• Your objective:
Copy out the lines below, unchanged, from the one containing "gold basketball jersey." down to the end, that line included.
■ ■ ■
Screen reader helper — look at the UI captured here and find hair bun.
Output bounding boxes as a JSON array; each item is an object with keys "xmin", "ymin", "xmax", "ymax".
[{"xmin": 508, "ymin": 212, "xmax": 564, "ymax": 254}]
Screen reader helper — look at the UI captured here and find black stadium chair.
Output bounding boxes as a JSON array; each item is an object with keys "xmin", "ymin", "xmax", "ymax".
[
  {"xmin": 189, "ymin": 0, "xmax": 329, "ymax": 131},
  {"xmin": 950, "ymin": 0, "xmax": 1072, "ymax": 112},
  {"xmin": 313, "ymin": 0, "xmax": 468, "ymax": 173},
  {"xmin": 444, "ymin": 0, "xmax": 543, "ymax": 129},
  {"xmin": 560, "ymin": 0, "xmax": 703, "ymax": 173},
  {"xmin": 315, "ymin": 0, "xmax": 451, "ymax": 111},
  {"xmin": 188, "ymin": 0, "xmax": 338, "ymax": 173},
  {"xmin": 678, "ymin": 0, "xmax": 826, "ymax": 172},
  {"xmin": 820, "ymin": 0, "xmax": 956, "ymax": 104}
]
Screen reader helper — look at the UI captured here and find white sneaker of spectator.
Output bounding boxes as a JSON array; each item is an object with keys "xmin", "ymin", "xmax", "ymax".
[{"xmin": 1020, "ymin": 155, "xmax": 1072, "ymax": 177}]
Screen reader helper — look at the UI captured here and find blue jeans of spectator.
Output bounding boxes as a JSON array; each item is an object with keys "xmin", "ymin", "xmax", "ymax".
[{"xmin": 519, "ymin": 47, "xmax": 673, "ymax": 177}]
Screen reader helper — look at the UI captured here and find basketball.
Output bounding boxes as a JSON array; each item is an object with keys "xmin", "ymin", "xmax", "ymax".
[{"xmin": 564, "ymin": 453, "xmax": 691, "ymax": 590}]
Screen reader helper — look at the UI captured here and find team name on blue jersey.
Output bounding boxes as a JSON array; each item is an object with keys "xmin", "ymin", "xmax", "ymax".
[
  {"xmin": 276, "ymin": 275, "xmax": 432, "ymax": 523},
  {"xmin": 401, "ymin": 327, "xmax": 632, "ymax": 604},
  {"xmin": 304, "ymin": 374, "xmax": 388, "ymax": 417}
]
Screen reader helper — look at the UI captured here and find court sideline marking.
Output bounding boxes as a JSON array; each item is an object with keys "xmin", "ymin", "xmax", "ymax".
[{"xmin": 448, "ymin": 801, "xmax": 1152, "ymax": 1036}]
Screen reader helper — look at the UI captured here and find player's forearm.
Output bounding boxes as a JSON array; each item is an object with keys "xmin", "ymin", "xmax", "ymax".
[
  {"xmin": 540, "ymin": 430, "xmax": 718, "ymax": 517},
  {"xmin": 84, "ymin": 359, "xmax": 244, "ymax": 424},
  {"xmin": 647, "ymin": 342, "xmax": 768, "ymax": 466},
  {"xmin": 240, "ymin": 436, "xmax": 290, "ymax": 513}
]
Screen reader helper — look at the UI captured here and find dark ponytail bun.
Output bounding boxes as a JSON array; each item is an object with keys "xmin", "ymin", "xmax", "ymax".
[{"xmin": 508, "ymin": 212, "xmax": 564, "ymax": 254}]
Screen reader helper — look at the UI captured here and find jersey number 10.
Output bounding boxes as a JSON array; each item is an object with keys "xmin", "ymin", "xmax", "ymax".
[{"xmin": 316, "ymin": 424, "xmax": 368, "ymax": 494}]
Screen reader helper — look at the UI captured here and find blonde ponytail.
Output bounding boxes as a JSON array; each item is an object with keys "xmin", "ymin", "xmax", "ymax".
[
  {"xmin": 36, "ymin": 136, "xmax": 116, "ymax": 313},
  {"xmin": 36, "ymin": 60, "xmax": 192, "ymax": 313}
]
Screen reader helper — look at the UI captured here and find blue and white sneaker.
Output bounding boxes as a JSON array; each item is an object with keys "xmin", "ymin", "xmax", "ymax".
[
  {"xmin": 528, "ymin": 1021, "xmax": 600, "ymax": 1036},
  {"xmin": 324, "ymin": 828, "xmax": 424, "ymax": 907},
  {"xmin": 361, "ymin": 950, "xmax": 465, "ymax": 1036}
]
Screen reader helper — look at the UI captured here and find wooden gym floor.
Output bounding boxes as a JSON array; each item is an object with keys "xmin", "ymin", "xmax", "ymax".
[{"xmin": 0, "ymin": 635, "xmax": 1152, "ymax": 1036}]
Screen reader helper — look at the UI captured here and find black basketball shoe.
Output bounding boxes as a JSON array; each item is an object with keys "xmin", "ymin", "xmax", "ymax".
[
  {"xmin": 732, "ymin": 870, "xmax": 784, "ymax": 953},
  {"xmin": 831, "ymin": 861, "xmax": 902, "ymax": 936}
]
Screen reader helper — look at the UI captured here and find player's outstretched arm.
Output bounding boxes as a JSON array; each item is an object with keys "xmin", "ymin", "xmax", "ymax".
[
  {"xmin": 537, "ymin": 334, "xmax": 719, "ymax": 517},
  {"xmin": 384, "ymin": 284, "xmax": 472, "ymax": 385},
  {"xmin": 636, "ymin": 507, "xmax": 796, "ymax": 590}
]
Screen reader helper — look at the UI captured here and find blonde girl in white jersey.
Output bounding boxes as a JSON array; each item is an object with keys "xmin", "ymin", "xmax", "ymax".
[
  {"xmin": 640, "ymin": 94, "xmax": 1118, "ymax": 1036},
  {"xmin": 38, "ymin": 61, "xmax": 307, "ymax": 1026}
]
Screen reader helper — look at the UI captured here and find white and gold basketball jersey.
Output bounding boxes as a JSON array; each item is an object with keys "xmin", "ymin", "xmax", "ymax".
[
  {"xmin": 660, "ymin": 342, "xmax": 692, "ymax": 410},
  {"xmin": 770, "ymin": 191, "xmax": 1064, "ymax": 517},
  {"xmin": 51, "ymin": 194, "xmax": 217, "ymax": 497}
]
■ ■ ■
• Solution:
Screen reader helper — look at the UI captured here and find white and gold basketball jersey.
Output bounding boxes as a JSON array; each item is an object with keys "xmin", "ymin", "xmax", "ymax".
[
  {"xmin": 660, "ymin": 342, "xmax": 692, "ymax": 410},
  {"xmin": 770, "ymin": 191, "xmax": 1064, "ymax": 517},
  {"xmin": 51, "ymin": 194, "xmax": 217, "ymax": 497}
]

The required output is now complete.